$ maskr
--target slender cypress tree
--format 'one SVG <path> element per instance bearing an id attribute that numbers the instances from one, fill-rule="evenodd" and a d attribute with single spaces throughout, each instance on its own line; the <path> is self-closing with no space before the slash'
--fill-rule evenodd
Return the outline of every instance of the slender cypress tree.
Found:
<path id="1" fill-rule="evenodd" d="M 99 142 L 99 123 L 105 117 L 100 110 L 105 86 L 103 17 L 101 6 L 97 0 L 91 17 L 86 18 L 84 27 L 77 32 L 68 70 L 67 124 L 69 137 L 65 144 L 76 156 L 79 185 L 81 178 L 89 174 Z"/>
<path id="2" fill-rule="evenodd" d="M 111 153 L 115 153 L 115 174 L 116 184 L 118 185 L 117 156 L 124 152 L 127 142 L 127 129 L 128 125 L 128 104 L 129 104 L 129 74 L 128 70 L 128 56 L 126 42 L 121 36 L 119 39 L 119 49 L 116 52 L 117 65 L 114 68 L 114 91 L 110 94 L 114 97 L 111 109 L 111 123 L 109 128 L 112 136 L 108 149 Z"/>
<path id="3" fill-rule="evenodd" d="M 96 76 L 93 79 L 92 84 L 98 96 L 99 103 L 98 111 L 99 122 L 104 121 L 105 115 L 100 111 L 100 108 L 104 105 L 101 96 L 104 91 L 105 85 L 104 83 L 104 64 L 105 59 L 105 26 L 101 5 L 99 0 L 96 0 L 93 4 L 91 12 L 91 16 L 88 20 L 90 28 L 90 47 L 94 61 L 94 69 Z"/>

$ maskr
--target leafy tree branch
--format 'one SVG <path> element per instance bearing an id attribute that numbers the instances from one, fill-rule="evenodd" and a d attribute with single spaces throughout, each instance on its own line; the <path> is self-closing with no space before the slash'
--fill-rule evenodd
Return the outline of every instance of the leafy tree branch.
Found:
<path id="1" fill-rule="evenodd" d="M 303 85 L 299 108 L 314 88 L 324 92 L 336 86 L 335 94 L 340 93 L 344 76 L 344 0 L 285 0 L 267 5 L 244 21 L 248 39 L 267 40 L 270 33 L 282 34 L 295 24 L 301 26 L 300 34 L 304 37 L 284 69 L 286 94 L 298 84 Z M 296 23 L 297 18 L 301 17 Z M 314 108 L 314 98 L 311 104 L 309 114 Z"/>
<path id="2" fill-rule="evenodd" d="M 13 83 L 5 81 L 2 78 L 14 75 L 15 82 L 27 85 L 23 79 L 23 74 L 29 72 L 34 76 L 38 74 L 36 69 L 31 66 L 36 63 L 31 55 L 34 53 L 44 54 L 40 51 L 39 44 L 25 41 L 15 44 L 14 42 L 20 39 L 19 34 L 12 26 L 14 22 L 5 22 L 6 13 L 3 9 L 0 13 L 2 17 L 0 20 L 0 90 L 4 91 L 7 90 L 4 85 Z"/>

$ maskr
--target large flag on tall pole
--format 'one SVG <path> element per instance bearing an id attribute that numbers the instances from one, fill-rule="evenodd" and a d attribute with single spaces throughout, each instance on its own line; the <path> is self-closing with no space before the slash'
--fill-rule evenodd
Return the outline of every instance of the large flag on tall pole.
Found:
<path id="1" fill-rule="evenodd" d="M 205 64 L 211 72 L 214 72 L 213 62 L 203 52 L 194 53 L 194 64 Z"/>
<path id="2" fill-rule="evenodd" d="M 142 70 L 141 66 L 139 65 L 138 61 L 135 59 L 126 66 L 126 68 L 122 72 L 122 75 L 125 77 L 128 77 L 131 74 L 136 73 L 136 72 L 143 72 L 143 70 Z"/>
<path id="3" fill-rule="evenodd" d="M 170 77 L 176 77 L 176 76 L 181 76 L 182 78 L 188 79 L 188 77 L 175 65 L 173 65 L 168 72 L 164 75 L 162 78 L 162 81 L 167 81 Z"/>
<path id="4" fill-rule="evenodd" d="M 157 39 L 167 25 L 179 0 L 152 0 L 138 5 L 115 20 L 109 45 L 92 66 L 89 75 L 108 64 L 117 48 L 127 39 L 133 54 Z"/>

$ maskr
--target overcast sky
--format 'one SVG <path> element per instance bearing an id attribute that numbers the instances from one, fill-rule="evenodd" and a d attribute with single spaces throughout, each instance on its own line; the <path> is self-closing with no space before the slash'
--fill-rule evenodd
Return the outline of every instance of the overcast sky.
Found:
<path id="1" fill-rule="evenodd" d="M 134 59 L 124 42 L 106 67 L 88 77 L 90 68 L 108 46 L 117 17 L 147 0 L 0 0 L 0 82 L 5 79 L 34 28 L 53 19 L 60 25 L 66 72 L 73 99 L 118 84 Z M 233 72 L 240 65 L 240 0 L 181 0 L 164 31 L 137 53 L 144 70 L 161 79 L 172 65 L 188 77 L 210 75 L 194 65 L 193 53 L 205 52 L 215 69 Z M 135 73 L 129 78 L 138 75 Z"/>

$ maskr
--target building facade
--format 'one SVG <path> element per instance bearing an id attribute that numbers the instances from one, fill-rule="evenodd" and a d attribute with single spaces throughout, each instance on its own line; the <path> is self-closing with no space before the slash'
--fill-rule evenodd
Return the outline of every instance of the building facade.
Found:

### What is required
Copy out every line of the entries above, character for character and in the same order.

### Task solution
$ maskr
--target slender cypress tree
--format 'one SVG <path> element per instance bearing an id attribute that numbers the instances from one, fill-rule="evenodd" and a d attribute with single spaces throughout, each instance on its own line; the <path> is self-closing with no space before the slash'
--fill-rule evenodd
Return the outline of every instance of the slender cypress tree.
Found:
<path id="1" fill-rule="evenodd" d="M 99 142 L 99 123 L 105 117 L 100 110 L 105 86 L 103 17 L 101 6 L 97 0 L 91 17 L 86 18 L 84 27 L 77 32 L 68 70 L 67 124 L 69 137 L 65 144 L 76 156 L 79 185 L 81 178 L 89 174 Z"/>
<path id="2" fill-rule="evenodd" d="M 111 153 L 115 153 L 115 174 L 116 184 L 118 185 L 117 156 L 124 152 L 127 142 L 127 129 L 128 125 L 128 104 L 129 104 L 129 74 L 128 70 L 128 56 L 126 42 L 121 36 L 119 39 L 119 49 L 116 52 L 117 65 L 114 68 L 114 91 L 110 94 L 114 97 L 111 109 L 111 123 L 109 128 L 112 136 L 108 149 Z"/>
<path id="3" fill-rule="evenodd" d="M 96 76 L 93 79 L 92 84 L 98 96 L 99 103 L 98 111 L 99 122 L 104 121 L 105 115 L 100 111 L 100 108 L 104 105 L 101 96 L 104 91 L 105 85 L 104 83 L 104 64 L 105 59 L 105 26 L 101 5 L 99 0 L 96 0 L 93 4 L 91 12 L 91 16 L 88 20 L 90 28 L 90 47 L 94 61 L 94 69 Z"/>

$ maskr
--target leafy tree branch
--format 'one SVG <path> element per instance bearing an id attribute that numbers the instances from one, fill-rule="evenodd" and a d attribute with single spaces throughout, each instance on its own line; the <path> is self-closing with no space before the slash'
--fill-rule evenodd
Return the outline of every instance of the leafy tree branch.
Found:
<path id="1" fill-rule="evenodd" d="M 303 85 L 299 108 L 314 88 L 324 92 L 336 86 L 335 94 L 340 93 L 344 76 L 344 0 L 285 0 L 267 5 L 244 21 L 248 39 L 267 40 L 270 33 L 282 34 L 295 24 L 301 26 L 300 34 L 304 37 L 284 69 L 286 94 L 298 84 Z M 296 23 L 297 18 L 301 17 Z M 314 108 L 314 98 L 311 104 L 309 114 Z"/>
<path id="2" fill-rule="evenodd" d="M 13 83 L 5 81 L 2 78 L 14 75 L 15 82 L 27 85 L 23 79 L 23 74 L 29 72 L 34 76 L 38 74 L 36 69 L 31 66 L 36 63 L 31 55 L 34 53 L 44 54 L 40 51 L 39 44 L 25 41 L 15 44 L 14 42 L 20 39 L 19 34 L 12 26 L 14 22 L 5 22 L 6 13 L 3 9 L 0 13 L 2 17 L 0 20 L 0 90 L 4 91 L 7 90 L 4 85 Z"/>

$ maskr
--target large flag on tall pole
--format 'one SVG <path> element per instance bearing an id attribute that numbers the instances from one, fill-rule="evenodd" and a d attribute with single spaces throughout, each instance on its own line; the <path> is self-closing with no space before the slash'
--fill-rule evenodd
Return the outline of every instance of the large flag on tall pole.
Found:
<path id="1" fill-rule="evenodd" d="M 205 64 L 211 72 L 214 72 L 213 62 L 203 52 L 194 53 L 194 64 Z"/>
<path id="2" fill-rule="evenodd" d="M 142 70 L 141 66 L 139 65 L 138 61 L 135 59 L 126 66 L 126 68 L 122 72 L 122 75 L 125 77 L 128 77 L 131 74 L 136 73 L 136 72 L 143 72 L 143 70 Z"/>
<path id="3" fill-rule="evenodd" d="M 170 77 L 176 77 L 176 76 L 181 76 L 182 78 L 188 79 L 188 77 L 175 65 L 173 65 L 168 72 L 164 75 L 162 78 L 162 81 L 167 81 Z"/>
<path id="4" fill-rule="evenodd" d="M 157 39 L 167 25 L 179 0 L 152 0 L 138 5 L 115 20 L 109 45 L 92 66 L 89 75 L 108 64 L 117 48 L 127 39 L 133 54 Z"/>

$ maskr
--target overcast sky
--format 'one SVG <path> element per instance bearing an id attribute that numbers the instances from one, fill-rule="evenodd" and a d attribute with single spaces throughout, each instance on its own line; the <path> is self-closing with no space before the slash'
--fill-rule evenodd
Return the outline of every instance of the overcast sky.
Found:
<path id="1" fill-rule="evenodd" d="M 134 59 L 124 42 L 106 67 L 88 77 L 90 68 L 108 46 L 117 17 L 147 0 L 0 0 L 0 82 L 5 79 L 34 28 L 53 19 L 60 25 L 66 72 L 73 99 L 118 84 Z M 233 72 L 240 65 L 240 0 L 181 0 L 164 31 L 137 53 L 144 70 L 161 79 L 172 65 L 188 77 L 210 75 L 194 65 L 193 53 L 205 52 L 215 69 Z M 135 73 L 129 78 L 138 75 Z"/>

$ maskr
--target building facade
--format 'one SVG <path> element per instance bearing an id attribute that numbers the instances from one, fill-rule="evenodd" and a d attribute with single spaces throughout, each instance on its own line; the <path> is self-closing with no space before the slash'
--fill-rule evenodd
Return the outline of every instance of the building facade.
Found:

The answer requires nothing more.